## Task instructions
• 1. In the text about Luis Salom's crash, on the exit of which turn did Salom lose control of his bike?
• 2. Continue the text about Luis Salom's crash from where it stops.
==== Text excerpt ====
Luis Salom was killed during the first day of practice. When a rider dies during a race, there is no time to reflect, no time to think. The race continues, or the race is canceled, then everyone goes home and has time to come to terms with what happened with their loved ones. On Friday, riders retired to their motorhomes or their hotels, as did team members and media, and had time to sit and brood.
The riders still came out to prepare for the race, however, and ride the newly revised layout of the track. The danger was there, but they accept it as part of the sport. "You never think about that," Pol Espargaro said. "Why do people love our sport? Because we go at 350 km/h on the straight. Or we go through the corners at 200 km/h. Some people love our sport because it’s risky and we give to people the adrenaline that they cannot get."
Dealing with death and danger
But how do you deal with that danger, I asked him, how do you deal with the knowledge that you could die? "I understand, but you don’t realize it," Espargaro answered honestly. "I’ve spoken a lot of times like that with my girlfriend. She said, ‘No, don’t say that!’ But it’s like that." Despite knowing the risks, Pol Espargaro would change nothing. "Maybe one day I can crash and get injured or even die. If I die in three years and I restarted my life again I would do the same. It’s our life. For sure Luis would do the same now."
The riders tuck the danger away in a corner of their minds, and don't think about it. How do they ride after such a clear demonstration of the danger? "It’s very easy because the riders can’t think too much about the bad things happen in the track," Andrea Dovizioso explained. "Every time we ride you can’t think about everything can happen, because every lap is not enough for what you did. You have to pass every time your limit." You have to push at the limit ever lap, trying to go faster, ignoring the risks. "You have to be focused on that to be really fast, faster and faster, and every practice try to improve."
Only when a bad incident such as Salom's happened were the riders forced to act, Dovizioso explained. They had tested the F1 layout at Turn 10 in 2014, and rejected the idea of using it. "When we try at that time, some riders say it’s not nice and it is slow," Dovizioso told us. "So until something bad happens, you don’t put the safety on top priority."
So what happened to Luis Salom? Dorna CEO Carmelo Ezpeleta and FIM Safety Officer Franco Uncini gave a press conference to explain what had happened, and why the riders had decided to change the track. Salom had lost control of his bike on the exit of Turn 11, had fallen, and his bike had gone straight ahead into the air fence, bounced off it, and Salom had hit the bike as it rebounded. The impact was sufficiently forceful to cause massive internal injuries, and put him into cardiac arrest.
How the crash had happened was a bigger mystery. The point at which Salom crashed was strange, however. The marks left by the Spaniard were on the outside of the turn, well outside of any standard racing line. Salom was pushing hard on his out lap, but there is no real explanation for why he crashed where he did. The strange point at which he crashed is what would prove fatal, Salom's odd line putting him in a direct trajectory with the wall, running straight on across the relatively small sector of asphalt put in to allow F1 cars to brake in time before hitting the wall if they missed the entrance to the F1 chicane.
==== Data extract ====
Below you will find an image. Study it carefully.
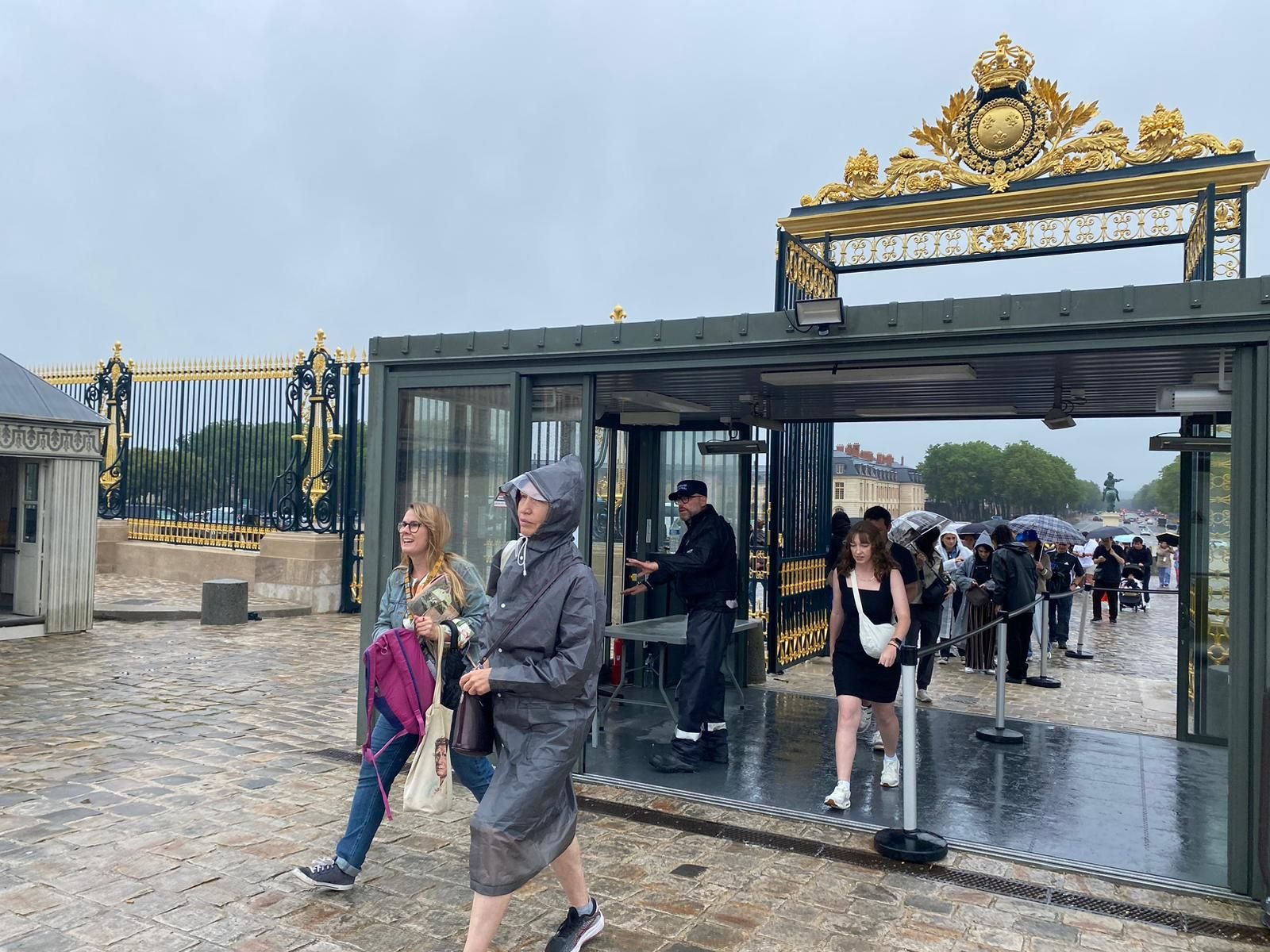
====
## Exercise answers
• 1. Turn 11

• 2.
The combination of air fence and asphalt run off proved to be ill-fated. If Salom had hit the air fence on his own, he would probably have survived. The air fence was put there in response to a crash two years ago by Niccolo Antonelli, and if it hadn't been there, and Salom had hit the wall, the impact would have been very severe. Then again, the bike would have bounced off the wall differently, and probably not hit Salom. Because of the asphalt, Salom and his bike followed the same trajectory. Had there been gravel there, then the differential in friction would have seen Salom and his bike take different paths, and they would have been less likely to collide.
Bone of contention
The issue of whether Turn 12 was known to be dangerous became a bone of contention. During the press conference, Carmelo Ezpeleta denied there had ever been a request from the Safety Commission to put gravel at that point, and Franco Uncini denied the corner had ever been designated as dangerous by the riders.
The riders disagreed. Valentino Rossi said he had brought up that corner several times in the past six years, and specifically after the crash of Antonelli. That led to an uncomfortable moment in the press conference. Paolo Ianeri, journalist for the Italian sports daily Gazzetta dello Sport, asked Jorge Lorenzo who was lying, Ezpeleta or the riders, and Johann Zarco, also present in the press conference, interjected to accuse the journalist of trying to create a problem, instead of looking for a solution. Was the question inappropriate? It was a valid question to ask, though the timing of the question was poor, and the way it was phrased made it sound more like it was meant to generate controversy than uncover the truth. The job of a journalist is an ugly one sometimes, asking the questions nobody wants to ask at times when nobody wants to speak. But Zarco, personally affected because he knew Salom well, understandably took offense, and reacted in a very human way.
In the end, Marc Márquez handled the question masterfully, saying that neither side was lying, but that the riders in the Safety Commission, Race Direction and the circuit owners had agreed that putting air fence in that corner should be sufficient to make the track safe. Salom's strange crash had proved them all wrong, but it was so unusual that it was hard to predict.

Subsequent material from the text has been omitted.